- Task:
Please repeat, from the entries that follow, the lines from the one containing "box: [290, 24, 349, 59]" through the one containing "positive clicks: (87, 407) (321, 312)" exactly, adding nothing.

------------

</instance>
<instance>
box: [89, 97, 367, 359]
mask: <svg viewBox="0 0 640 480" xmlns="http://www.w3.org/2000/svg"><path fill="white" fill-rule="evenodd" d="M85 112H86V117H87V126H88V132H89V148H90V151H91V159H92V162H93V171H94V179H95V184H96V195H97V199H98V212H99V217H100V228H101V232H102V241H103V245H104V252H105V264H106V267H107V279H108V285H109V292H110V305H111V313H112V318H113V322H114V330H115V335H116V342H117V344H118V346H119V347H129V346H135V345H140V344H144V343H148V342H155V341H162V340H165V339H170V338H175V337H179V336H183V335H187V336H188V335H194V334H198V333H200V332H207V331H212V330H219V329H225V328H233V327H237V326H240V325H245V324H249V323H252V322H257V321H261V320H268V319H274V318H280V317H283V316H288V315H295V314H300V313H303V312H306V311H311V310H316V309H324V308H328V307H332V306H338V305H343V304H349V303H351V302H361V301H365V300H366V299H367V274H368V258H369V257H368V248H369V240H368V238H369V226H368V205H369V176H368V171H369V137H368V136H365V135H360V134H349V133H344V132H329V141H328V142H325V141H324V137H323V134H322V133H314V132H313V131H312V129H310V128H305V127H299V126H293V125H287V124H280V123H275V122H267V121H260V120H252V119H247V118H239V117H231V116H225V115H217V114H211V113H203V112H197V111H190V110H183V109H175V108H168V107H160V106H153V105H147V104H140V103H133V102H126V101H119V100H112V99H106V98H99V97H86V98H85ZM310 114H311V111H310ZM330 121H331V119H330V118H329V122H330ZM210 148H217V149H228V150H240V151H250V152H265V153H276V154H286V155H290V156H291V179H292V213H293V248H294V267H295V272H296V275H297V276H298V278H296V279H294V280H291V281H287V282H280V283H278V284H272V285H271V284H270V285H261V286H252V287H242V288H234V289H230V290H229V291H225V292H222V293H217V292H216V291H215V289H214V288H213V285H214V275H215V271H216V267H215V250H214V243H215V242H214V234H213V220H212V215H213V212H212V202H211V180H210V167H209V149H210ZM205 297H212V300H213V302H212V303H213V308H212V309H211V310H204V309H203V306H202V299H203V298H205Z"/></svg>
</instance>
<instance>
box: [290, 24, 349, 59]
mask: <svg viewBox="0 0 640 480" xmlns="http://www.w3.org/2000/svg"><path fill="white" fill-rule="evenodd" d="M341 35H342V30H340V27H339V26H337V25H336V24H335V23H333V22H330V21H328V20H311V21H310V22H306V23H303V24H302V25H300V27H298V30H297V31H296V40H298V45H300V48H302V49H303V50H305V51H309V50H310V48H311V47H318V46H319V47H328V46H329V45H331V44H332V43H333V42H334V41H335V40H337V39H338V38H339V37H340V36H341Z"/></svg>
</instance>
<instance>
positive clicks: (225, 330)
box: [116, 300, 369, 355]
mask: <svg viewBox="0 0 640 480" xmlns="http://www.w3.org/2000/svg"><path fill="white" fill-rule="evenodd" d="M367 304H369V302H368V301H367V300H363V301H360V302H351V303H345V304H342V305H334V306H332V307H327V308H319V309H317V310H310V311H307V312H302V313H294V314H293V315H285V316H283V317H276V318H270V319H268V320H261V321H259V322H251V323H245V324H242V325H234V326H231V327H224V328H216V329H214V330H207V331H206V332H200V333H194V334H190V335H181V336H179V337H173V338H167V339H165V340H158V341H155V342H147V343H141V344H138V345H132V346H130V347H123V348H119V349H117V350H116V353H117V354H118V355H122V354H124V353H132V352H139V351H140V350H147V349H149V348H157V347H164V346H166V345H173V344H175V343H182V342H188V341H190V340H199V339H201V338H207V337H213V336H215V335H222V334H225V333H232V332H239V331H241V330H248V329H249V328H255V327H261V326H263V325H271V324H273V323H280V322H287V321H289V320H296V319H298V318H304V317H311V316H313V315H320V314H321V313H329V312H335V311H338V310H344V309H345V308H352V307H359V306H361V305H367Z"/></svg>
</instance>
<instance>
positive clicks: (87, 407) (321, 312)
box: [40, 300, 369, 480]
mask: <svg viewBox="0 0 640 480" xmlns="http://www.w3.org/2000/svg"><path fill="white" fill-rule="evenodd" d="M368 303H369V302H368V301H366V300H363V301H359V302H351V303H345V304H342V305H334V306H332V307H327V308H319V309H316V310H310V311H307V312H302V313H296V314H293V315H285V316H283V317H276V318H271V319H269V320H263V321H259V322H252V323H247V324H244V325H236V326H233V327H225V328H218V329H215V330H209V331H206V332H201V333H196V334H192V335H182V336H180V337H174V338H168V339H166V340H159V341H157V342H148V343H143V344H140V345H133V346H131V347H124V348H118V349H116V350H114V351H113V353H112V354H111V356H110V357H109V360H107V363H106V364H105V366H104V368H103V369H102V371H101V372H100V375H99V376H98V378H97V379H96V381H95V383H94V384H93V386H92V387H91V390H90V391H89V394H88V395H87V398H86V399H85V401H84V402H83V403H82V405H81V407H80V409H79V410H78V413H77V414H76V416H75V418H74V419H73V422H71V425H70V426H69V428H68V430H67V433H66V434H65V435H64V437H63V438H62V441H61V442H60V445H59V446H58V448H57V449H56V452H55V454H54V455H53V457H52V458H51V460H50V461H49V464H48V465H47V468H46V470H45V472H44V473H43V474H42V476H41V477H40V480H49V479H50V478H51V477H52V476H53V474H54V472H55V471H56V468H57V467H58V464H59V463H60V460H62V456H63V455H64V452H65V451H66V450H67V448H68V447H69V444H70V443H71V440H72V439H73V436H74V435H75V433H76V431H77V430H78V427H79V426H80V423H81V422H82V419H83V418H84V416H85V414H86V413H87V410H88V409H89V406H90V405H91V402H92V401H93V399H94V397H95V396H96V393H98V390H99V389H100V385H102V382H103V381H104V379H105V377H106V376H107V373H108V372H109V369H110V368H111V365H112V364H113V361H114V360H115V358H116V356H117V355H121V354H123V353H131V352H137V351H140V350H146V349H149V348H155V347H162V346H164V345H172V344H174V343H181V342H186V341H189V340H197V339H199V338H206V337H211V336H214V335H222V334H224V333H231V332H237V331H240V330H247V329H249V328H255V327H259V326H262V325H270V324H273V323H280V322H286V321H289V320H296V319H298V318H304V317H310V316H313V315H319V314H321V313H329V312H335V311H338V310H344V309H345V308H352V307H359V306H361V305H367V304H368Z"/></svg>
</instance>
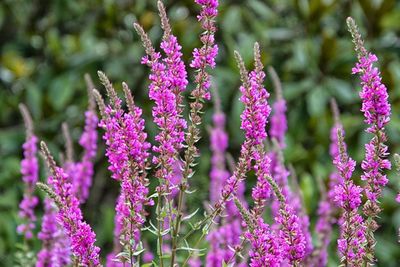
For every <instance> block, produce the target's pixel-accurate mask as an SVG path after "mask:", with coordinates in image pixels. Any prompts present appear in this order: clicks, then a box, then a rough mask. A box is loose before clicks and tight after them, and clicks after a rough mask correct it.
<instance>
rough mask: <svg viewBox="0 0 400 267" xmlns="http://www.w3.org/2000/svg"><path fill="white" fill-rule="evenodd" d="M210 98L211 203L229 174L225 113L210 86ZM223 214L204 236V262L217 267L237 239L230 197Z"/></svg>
mask: <svg viewBox="0 0 400 267" xmlns="http://www.w3.org/2000/svg"><path fill="white" fill-rule="evenodd" d="M213 99H214V103H215V113H214V115H213V123H214V127H213V128H212V129H211V130H210V146H211V151H212V157H211V171H210V202H211V204H214V203H216V201H218V198H219V194H220V192H221V190H222V187H223V185H224V184H225V181H226V179H228V178H229V176H230V173H229V171H228V170H227V169H226V160H225V158H226V149H227V147H228V135H227V133H226V132H225V129H224V128H225V114H224V113H223V112H222V111H221V106H220V100H219V96H218V94H217V91H216V90H214V98H213ZM242 189H244V188H242ZM238 191H239V192H238V196H239V197H241V198H243V190H240V189H239V190H238ZM226 215H227V216H224V217H223V218H221V219H220V220H217V225H216V226H215V227H214V228H213V229H211V231H210V233H209V234H208V236H207V240H208V241H209V242H210V251H209V252H208V253H207V257H206V265H207V266H209V267H219V266H221V265H222V263H223V262H225V263H228V261H229V260H230V259H231V257H233V254H234V252H233V251H232V248H236V247H237V246H238V245H239V244H240V242H241V240H240V236H241V234H242V229H241V220H240V214H239V213H238V211H237V208H236V207H235V204H234V203H233V201H230V202H228V203H227V213H226ZM232 260H233V259H232ZM233 263H235V262H233ZM191 266H192V265H191Z"/></svg>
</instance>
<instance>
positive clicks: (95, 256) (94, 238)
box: [49, 167, 100, 266]
mask: <svg viewBox="0 0 400 267" xmlns="http://www.w3.org/2000/svg"><path fill="white" fill-rule="evenodd" d="M49 183H50V185H51V186H52V187H53V190H54V192H55V194H56V195H57V196H58V197H59V199H60V202H61V205H62V206H61V207H59V212H58V214H57V221H58V222H59V223H60V224H61V225H62V226H63V228H64V230H65V233H66V235H67V236H68V237H69V239H70V246H71V251H72V253H73V255H74V256H75V257H76V258H77V260H78V262H79V263H80V264H83V265H87V266H100V260H99V253H100V249H99V248H98V247H97V246H95V245H94V243H95V241H96V235H95V233H94V232H93V231H92V229H91V228H90V226H89V225H88V224H87V223H86V222H84V221H83V216H82V211H81V210H80V208H79V201H78V199H77V198H76V197H75V196H74V195H73V194H72V185H71V183H70V182H69V177H68V175H67V174H66V173H65V172H64V170H63V169H62V168H59V167H54V169H53V175H52V176H51V177H49Z"/></svg>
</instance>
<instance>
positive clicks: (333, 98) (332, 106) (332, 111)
mask: <svg viewBox="0 0 400 267" xmlns="http://www.w3.org/2000/svg"><path fill="white" fill-rule="evenodd" d="M330 102H331V110H332V114H333V119H334V120H335V124H339V121H340V119H339V118H340V115H339V114H340V113H339V108H338V105H337V102H336V100H335V99H334V98H331V101H330Z"/></svg>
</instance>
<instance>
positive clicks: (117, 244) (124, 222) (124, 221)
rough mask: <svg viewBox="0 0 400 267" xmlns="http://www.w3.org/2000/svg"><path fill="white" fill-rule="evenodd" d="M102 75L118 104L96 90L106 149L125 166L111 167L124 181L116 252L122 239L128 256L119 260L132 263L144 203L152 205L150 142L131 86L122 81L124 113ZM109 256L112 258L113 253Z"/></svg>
mask: <svg viewBox="0 0 400 267" xmlns="http://www.w3.org/2000/svg"><path fill="white" fill-rule="evenodd" d="M100 77H101V79H102V81H103V83H104V85H105V86H106V89H107V92H108V94H109V96H110V98H114V100H111V102H112V103H119V104H117V105H115V104H114V105H113V106H111V105H108V106H105V104H104V102H103V100H102V98H101V96H100V94H99V93H98V92H97V91H95V92H94V93H95V96H96V99H97V102H98V105H99V107H100V110H101V113H102V117H103V118H102V120H101V122H100V126H101V127H103V128H104V129H105V131H106V132H105V134H104V137H103V139H105V140H106V145H107V149H108V151H109V152H110V153H109V161H110V164H113V162H115V163H117V164H119V165H120V167H121V168H122V169H119V170H118V173H117V172H116V171H117V170H116V169H114V168H112V169H111V170H112V171H114V172H113V174H115V175H114V176H115V177H118V180H119V181H120V183H121V192H120V195H119V198H118V201H117V205H116V220H115V223H116V225H115V235H116V236H117V240H116V242H115V244H116V247H115V248H114V252H113V254H116V253H119V252H120V251H116V250H119V248H118V247H119V245H118V244H119V242H120V243H121V244H122V251H123V252H125V257H122V258H121V259H120V260H121V261H122V262H126V261H127V262H128V263H130V264H131V265H132V264H133V263H134V257H135V256H137V253H136V252H137V251H138V250H139V249H141V243H140V231H141V228H142V225H143V224H144V222H145V217H144V216H145V211H144V206H145V205H149V204H152V201H151V200H149V199H148V197H147V195H148V193H149V192H148V187H147V186H148V180H147V177H146V175H147V171H146V168H147V159H148V157H149V152H148V150H149V149H150V144H149V143H148V142H147V141H146V138H147V134H146V133H145V132H144V120H143V119H142V118H141V115H142V110H141V109H140V108H138V107H137V106H135V104H134V101H133V97H132V95H131V92H130V89H129V88H128V86H127V85H126V84H125V83H123V89H124V93H125V98H126V100H127V106H128V109H129V112H128V113H125V112H124V111H123V110H122V109H121V107H120V103H121V100H120V99H119V98H117V96H116V92H115V90H114V88H113V87H112V85H111V83H110V82H109V81H108V79H107V78H106V77H105V75H104V74H102V73H100ZM114 136H117V138H118V139H117V140H118V141H119V143H118V144H119V145H118V147H117V148H118V151H117V153H115V152H116V151H114V150H112V148H113V147H114V144H112V143H113V142H115V139H112V138H113V137H114ZM114 160H115V161H114ZM108 258H109V259H110V260H112V256H109V257H108ZM109 263H110V264H111V262H109ZM115 264H117V263H115Z"/></svg>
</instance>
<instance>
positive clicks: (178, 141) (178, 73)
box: [135, 1, 188, 266]
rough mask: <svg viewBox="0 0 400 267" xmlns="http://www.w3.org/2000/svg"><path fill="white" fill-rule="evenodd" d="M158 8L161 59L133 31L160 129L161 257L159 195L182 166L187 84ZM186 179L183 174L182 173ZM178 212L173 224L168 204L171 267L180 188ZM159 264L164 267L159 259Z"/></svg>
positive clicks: (154, 52)
mask: <svg viewBox="0 0 400 267" xmlns="http://www.w3.org/2000/svg"><path fill="white" fill-rule="evenodd" d="M158 9H159V13H160V18H161V27H162V29H163V30H164V36H163V40H162V42H161V49H162V50H163V51H164V53H165V55H166V57H165V58H162V56H161V54H160V53H158V52H155V49H154V48H153V46H152V44H151V41H150V39H149V37H148V36H147V34H146V33H145V32H144V30H143V29H142V28H141V27H140V26H139V25H138V24H135V29H136V31H137V32H138V33H139V35H140V36H141V39H142V42H143V44H144V47H145V50H146V54H147V55H146V56H145V57H144V58H143V59H142V63H143V64H146V65H148V66H149V67H150V68H151V74H150V76H149V79H150V81H151V83H150V86H149V97H150V99H152V100H154V101H155V104H156V105H155V107H154V108H153V117H154V122H155V123H156V124H157V126H158V127H159V129H160V132H159V134H158V135H157V136H156V141H157V142H158V146H154V147H153V151H155V152H156V153H158V156H156V157H154V158H153V163H155V164H156V165H157V171H156V175H155V176H156V177H157V178H158V179H159V180H160V184H161V185H160V186H159V187H158V189H157V190H158V203H157V214H158V216H157V220H158V231H159V232H158V235H159V240H158V246H159V248H158V253H159V256H160V258H162V250H163V248H162V247H163V240H162V236H161V232H160V231H161V230H162V229H163V228H164V218H162V216H160V214H161V210H162V209H163V208H162V206H163V203H162V199H161V197H162V195H169V194H170V193H171V192H170V191H171V186H176V180H178V181H180V179H176V172H175V171H174V169H175V168H176V166H181V162H180V160H179V152H180V150H181V149H182V148H183V144H184V141H185V135H184V129H185V128H186V127H187V123H186V121H185V120H184V119H183V118H182V102H183V98H182V95H181V93H182V92H183V91H185V89H186V86H187V84H188V81H187V73H186V68H185V64H184V63H183V60H182V52H181V46H180V45H179V43H178V42H177V38H176V37H175V36H174V35H173V34H172V31H171V26H170V24H169V21H168V18H167V14H166V11H165V7H164V5H163V4H162V2H161V1H158ZM182 175H183V176H184V177H185V174H184V173H183V174H182ZM179 190H180V192H179V200H178V207H177V209H178V212H177V214H178V215H177V216H176V218H175V223H174V222H172V221H173V219H174V218H172V211H171V207H172V204H171V203H170V202H171V200H170V199H167V200H166V201H167V202H169V204H167V206H168V208H169V209H170V214H169V215H170V218H169V222H167V224H169V225H170V228H171V236H172V252H171V253H172V256H171V265H173V264H174V261H175V254H176V248H177V235H178V232H179V228H180V220H181V216H182V203H183V199H182V198H183V191H184V190H183V191H182V188H181V186H179ZM160 264H161V266H163V262H162V259H160Z"/></svg>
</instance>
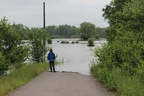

------------

- Answer to this exercise:
box: [290, 24, 349, 59]
mask: <svg viewBox="0 0 640 480" xmlns="http://www.w3.org/2000/svg"><path fill="white" fill-rule="evenodd" d="M341 35H342V30H340V27H339V26H337V25H336V24H335V23H333V22H330V21H328V20H311V21H310V22H306V23H303V24H302V25H300V27H298V30H297V31H296V40H298V45H300V48H302V49H303V50H305V51H309V50H310V48H311V47H318V46H319V47H328V46H329V45H331V44H332V43H333V42H334V41H335V40H337V39H338V38H339V37H340V36H341Z"/></svg>
</instance>
<instance>
positive clicks: (225, 330)
box: [116, 300, 369, 355]
mask: <svg viewBox="0 0 640 480" xmlns="http://www.w3.org/2000/svg"><path fill="white" fill-rule="evenodd" d="M367 304H369V302H368V301H367V300H363V301H360V302H351V303H345V304H342V305H334V306H332V307H327V308H319V309H317V310H310V311H307V312H302V313H294V314H293V315H285V316H283V317H276V318H270V319H268V320H261V321H259V322H251V323H245V324H242V325H234V326H231V327H224V328H216V329H214V330H207V331H206V332H200V333H194V334H190V335H181V336H179V337H173V338H167V339H165V340H158V341H155V342H147V343H141V344H138V345H132V346H130V347H123V348H119V349H117V350H116V353H117V354H118V355H122V354H124V353H132V352H139V351H140V350H147V349H149V348H157V347H164V346H166V345H173V344H175V343H182V342H188V341H190V340H199V339H201V338H207V337H213V336H215V335H222V334H225V333H232V332H239V331H241V330H248V329H249V328H255V327H261V326H263V325H271V324H273V323H280V322H287V321H289V320H296V319H298V318H304V317H311V316H313V315H320V314H321V313H329V312H335V311H338V310H344V309H345V308H352V307H359V306H361V305H367Z"/></svg>
</instance>
<instance>
positive clicks: (87, 407) (321, 312)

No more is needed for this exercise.